DATASET ENTRIES »
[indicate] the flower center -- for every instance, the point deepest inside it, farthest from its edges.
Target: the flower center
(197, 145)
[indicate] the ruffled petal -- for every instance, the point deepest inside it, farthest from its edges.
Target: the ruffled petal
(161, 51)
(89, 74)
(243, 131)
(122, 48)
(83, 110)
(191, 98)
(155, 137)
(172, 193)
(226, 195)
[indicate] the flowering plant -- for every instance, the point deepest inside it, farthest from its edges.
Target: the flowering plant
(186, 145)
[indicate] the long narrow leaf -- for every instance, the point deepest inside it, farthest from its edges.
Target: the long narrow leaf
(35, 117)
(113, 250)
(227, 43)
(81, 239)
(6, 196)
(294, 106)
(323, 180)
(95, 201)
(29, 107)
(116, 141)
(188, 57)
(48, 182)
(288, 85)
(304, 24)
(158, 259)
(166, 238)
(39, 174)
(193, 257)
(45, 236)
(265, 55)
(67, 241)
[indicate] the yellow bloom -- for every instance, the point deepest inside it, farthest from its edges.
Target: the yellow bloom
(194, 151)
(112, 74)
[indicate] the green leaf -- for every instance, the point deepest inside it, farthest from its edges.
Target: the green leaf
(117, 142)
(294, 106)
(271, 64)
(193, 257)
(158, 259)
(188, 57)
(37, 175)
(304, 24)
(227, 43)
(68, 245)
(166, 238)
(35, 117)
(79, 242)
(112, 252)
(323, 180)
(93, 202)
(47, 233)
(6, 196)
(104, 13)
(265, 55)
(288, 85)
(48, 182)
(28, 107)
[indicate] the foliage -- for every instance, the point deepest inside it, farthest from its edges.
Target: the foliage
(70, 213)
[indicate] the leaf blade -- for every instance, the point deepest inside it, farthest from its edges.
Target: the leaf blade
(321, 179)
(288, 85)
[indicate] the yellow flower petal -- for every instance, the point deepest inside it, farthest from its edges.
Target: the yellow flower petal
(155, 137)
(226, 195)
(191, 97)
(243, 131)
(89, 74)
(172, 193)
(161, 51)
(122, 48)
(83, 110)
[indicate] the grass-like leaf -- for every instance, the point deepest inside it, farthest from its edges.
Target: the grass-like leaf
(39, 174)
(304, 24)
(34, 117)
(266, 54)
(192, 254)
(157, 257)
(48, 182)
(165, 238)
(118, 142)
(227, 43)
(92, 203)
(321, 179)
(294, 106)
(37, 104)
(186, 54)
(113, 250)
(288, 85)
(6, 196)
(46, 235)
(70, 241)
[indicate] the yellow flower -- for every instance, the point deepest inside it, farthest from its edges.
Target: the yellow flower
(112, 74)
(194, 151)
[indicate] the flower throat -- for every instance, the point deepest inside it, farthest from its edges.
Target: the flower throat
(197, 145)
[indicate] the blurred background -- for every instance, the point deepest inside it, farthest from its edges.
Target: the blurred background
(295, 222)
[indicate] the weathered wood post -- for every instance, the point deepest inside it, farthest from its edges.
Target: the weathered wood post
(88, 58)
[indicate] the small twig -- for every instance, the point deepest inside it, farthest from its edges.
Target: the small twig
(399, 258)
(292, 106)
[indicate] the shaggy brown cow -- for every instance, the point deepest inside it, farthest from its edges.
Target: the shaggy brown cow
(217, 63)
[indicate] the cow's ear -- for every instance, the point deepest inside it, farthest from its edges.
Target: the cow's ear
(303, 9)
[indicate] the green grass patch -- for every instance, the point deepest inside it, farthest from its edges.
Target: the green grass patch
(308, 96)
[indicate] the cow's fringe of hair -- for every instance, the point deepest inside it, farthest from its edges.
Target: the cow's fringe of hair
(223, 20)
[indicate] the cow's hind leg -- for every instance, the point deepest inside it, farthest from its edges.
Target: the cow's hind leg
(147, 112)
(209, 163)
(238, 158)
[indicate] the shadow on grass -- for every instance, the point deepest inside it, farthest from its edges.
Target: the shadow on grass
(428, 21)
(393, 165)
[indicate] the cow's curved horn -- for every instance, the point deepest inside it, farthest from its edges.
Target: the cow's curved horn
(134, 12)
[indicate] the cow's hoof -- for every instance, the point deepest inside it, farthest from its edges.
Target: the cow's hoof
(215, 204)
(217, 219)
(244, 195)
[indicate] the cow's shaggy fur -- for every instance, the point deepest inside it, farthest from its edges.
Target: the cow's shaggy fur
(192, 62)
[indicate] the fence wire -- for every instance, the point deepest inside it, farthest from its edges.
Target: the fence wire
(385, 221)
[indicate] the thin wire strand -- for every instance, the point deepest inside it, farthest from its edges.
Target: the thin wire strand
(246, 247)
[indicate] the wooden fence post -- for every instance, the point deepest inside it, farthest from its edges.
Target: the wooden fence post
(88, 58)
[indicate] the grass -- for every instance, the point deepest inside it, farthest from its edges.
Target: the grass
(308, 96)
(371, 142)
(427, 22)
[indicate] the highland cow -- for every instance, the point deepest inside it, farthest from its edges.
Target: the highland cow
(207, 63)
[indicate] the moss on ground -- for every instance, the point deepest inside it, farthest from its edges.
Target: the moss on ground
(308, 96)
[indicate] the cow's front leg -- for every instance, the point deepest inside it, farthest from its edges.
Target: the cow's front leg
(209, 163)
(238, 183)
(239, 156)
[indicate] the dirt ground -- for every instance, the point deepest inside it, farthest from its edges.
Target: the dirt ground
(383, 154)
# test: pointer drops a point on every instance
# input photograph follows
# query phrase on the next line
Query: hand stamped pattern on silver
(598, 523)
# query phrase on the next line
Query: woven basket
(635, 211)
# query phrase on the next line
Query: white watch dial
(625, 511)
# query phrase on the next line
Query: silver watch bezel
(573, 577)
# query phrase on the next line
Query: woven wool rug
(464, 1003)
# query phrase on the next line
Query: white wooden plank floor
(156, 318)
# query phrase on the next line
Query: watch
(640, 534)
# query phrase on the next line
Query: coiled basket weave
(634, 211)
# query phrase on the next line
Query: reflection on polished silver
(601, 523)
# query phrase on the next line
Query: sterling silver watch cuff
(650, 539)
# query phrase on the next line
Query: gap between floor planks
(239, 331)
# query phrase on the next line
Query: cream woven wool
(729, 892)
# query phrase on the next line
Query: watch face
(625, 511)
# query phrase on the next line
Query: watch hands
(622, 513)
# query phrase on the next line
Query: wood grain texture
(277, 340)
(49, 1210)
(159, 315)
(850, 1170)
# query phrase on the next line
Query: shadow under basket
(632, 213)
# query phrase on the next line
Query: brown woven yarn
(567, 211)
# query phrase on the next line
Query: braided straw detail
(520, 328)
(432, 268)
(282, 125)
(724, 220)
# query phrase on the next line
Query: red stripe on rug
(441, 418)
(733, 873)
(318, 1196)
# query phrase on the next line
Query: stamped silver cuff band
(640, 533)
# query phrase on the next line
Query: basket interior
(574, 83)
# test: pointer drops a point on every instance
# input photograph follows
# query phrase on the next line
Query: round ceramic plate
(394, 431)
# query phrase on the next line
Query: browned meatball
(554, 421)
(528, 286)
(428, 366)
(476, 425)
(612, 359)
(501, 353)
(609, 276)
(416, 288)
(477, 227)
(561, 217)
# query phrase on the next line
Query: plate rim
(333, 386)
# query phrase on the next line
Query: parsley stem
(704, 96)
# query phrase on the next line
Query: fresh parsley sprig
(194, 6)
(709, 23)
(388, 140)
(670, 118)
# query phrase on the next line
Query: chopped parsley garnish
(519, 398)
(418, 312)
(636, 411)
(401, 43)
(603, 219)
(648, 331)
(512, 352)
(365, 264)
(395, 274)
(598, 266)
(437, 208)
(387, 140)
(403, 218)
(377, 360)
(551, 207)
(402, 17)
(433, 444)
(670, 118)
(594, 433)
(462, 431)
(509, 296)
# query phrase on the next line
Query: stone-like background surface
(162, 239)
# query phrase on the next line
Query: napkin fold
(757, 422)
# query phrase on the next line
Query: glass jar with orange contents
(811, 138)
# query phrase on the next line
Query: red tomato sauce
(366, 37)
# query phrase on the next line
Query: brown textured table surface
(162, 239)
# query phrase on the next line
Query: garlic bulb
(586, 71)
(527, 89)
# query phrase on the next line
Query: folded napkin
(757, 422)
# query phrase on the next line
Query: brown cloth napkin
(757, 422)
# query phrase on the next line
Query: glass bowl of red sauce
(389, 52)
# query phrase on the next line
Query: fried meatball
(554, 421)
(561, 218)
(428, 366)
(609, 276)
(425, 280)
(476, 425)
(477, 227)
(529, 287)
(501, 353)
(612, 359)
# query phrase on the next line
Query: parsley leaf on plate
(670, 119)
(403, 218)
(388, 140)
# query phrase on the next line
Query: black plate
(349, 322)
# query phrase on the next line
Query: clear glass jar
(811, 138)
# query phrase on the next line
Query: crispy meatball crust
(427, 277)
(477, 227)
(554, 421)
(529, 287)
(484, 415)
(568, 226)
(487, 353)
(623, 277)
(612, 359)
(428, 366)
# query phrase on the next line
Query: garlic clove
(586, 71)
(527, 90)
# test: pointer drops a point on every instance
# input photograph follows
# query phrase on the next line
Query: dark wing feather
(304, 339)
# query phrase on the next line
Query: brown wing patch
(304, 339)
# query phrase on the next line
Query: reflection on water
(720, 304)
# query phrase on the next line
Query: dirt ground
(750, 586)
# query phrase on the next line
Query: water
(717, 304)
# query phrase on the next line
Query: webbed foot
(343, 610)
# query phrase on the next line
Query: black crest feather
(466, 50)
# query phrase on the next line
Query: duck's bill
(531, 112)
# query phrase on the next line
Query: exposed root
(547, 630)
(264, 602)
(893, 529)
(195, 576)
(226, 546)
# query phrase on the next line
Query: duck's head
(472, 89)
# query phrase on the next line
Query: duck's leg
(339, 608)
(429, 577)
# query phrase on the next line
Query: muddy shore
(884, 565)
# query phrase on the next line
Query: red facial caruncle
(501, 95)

WHAT THE EXERCISE ASKS »
Gather every line of the data that contains the word "garlic" and list those lines.

FINAL RESULT »
Query: garlic bulb
Query: garlic clove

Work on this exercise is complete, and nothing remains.